**Text segment**:

*** Block opens ***

The 2010 health care reform law will make a huge dent in the number of Americans without health insurance, according to the latest estimates from congressional researchers.

This year, an estimated 36 million people under age 65 will be uninsured, down from an estimated 55 million if Congress had not passed the Patient Protection and Affordable Care Act, according to a Congressional Budget Office report released Monday.

And the number of uninsured will continue to fall in succeeding years, dropping to 31 million in 2016 and 30 million in 2017, the CBO report says.

The two key reasons for the drop in the number of uninsured are health care reform law provisions that, starting in 2014, gave premium subsidies to the lower-income uninsured individuals to purchase coverage in public health insurance exchanges and heavily subsidize states that expanded eligibility for their Medicaid programs.

For example, 12 million people are expected to receive coverage this year through the state and federal exchanges, with enrollment rising to 21 million in 2016.

Those estimates, though, do not take into account the potential impact of an upcoming U.S. Supreme Court decision. The court will rule on whether federal premium subsidies are available in the 37 states in which the federal government runs the exchanges. Last year, more than 80% of enrollees in both the federal and state exchanges received federal premium subsidies.

*** Block closes ***

**Raw data**:
*** Block opens ***

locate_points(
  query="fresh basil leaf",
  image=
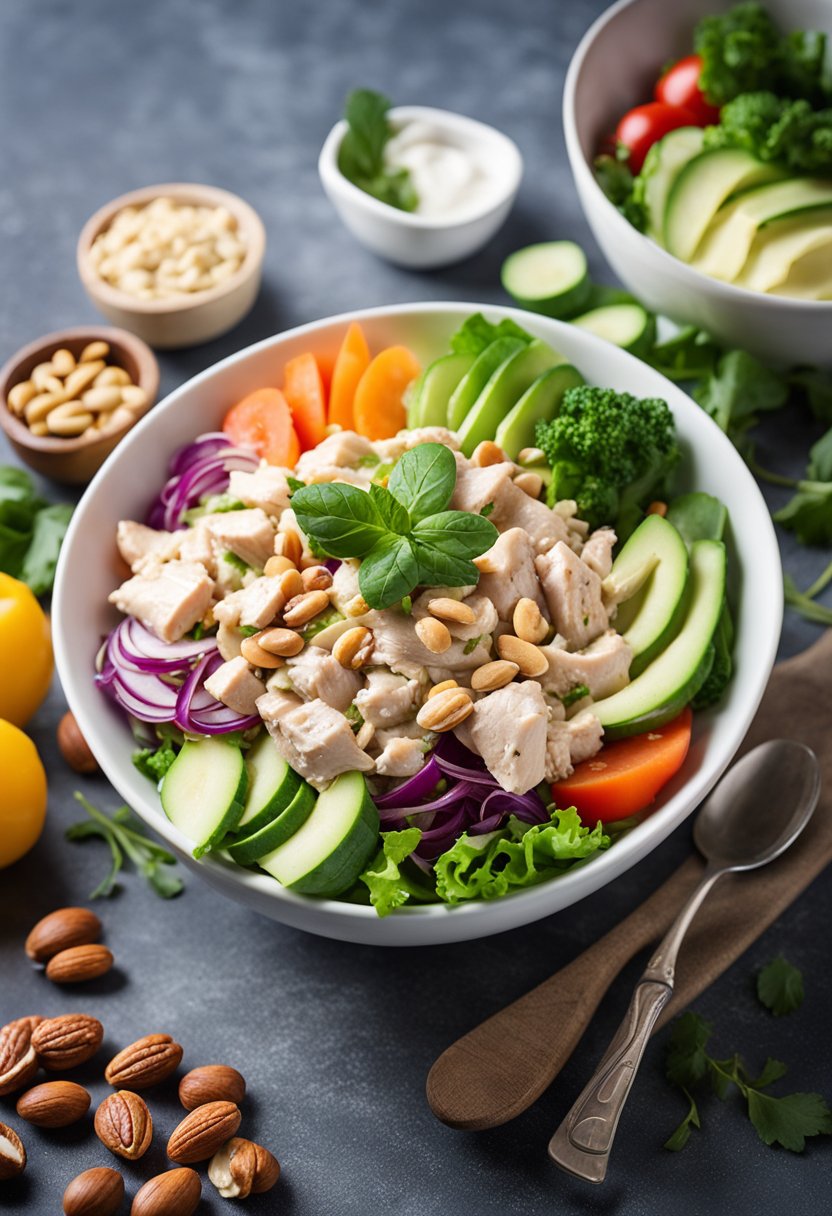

*** Block closes ***

Continue the passage about the health care law's effect on the number of uninsured Americans, picking up after its last sentence. None of the lines are needed for this.

**Solved exercise**:
On the other hand, employer-based coverage will decrease. This year, the CBO projects that 156 million nonelderly Americans will have employer-based coverage, 2 million fewer than if the health care reform law had not been passed; while in 2016, CBO projects that 153 million nonelderly Americans will have employment-based coverage, 7 million less than if lawmakers had not passed the ACA.

That finding is not surprising, insurance industry observers say. For example, small employers employing low-income workers will have much less of an incentive to offer coverage. In 2015, employers with fewer than 100 employees are exempt from the health care reform law's $2,000-per-full-time-employee penalty for not offering coverage, while their low-income employees will be eligible for federal subsidies to offset premiums for coverage purchased in exchanges. In 2016 and succeeding years, employers with fewer than 50 employees are exempt from the coverage mandate.

In addition, some larger employers already have dropped coverage for employees working fewer than 30 hours a week, enabling those employees — if they make less than 400% of the federal poverty level — to get subsidized coverage in the exchanges without the employer being hit with the ACA's $2,000 penalty.